The answer should contain all of the data, retyped without any alteration.

=== Begin Enclosure ===

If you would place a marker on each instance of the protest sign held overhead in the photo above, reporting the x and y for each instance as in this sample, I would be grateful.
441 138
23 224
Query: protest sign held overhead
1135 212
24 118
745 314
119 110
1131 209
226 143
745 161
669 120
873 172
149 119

=== End Enclosure ===

→ **RESPONSE BELOW**:
If you would place a marker on each instance of the protest sign held overhead in the photo above, reporting the x and y for each instance as in this sample, I would be grateful.
441 138
23 224
Query: protest sign held overhead
1135 212
24 118
745 314
119 110
1131 209
226 143
745 161
669 120
873 172
149 119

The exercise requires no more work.